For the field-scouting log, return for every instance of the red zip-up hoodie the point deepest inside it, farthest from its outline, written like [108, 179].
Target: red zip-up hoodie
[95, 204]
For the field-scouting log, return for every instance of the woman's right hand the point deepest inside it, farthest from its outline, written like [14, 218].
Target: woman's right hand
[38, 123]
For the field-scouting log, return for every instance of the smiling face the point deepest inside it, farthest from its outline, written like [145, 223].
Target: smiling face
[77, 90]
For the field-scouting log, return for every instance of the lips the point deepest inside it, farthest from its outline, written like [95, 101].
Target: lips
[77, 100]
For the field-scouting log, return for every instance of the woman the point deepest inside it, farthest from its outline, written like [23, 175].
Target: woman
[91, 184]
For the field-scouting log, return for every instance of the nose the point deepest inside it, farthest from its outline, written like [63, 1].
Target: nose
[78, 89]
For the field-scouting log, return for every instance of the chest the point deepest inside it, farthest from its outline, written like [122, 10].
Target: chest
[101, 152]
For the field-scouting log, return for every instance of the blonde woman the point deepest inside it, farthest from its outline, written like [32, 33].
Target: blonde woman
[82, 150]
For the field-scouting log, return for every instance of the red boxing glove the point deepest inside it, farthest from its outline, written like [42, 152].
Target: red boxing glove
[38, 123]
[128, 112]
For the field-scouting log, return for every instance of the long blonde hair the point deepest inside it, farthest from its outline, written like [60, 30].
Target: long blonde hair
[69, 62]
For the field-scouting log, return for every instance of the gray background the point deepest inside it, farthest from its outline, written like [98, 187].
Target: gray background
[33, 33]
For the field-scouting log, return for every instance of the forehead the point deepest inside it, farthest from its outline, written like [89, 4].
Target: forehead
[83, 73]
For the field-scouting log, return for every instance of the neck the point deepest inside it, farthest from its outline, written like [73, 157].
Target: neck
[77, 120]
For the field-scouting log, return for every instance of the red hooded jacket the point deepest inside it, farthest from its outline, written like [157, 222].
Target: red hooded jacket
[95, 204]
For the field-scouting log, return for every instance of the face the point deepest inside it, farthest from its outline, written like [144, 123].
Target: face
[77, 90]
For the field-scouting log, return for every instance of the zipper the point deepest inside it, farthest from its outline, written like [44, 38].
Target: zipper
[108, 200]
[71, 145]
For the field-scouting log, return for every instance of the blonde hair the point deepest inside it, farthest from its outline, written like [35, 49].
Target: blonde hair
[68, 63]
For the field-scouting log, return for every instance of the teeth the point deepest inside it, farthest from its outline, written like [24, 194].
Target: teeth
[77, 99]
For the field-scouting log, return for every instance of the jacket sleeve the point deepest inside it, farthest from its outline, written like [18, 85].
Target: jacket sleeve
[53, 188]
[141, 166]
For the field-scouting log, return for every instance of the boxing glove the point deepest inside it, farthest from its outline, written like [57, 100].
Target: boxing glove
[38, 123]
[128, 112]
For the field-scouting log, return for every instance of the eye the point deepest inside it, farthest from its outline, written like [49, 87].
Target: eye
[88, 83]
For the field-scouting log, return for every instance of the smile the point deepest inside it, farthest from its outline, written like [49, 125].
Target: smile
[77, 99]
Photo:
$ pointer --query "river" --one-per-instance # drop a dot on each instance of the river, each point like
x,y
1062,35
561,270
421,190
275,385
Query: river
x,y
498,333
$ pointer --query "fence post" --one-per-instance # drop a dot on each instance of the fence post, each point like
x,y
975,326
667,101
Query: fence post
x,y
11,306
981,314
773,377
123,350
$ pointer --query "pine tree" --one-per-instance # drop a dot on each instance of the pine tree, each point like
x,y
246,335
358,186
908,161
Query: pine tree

============

● TASK STATEMENT:
Return the line where "post, each point like" appears, then every line after it to the end of the listing, all exactly as written.

● COMPLETED TASK:
$ pointer --query "fence post" --one-per-instance # drop a dot on each instance of the fence post, each point like
x,y
975,326
667,101
Query: fence post
x,y
11,306
981,314
773,377
123,350
$ pointer --query "pine tree" --one-per-instance # drop a dot on each instance of the pine tree, each point like
x,y
246,335
358,186
908,161
Query: pine tree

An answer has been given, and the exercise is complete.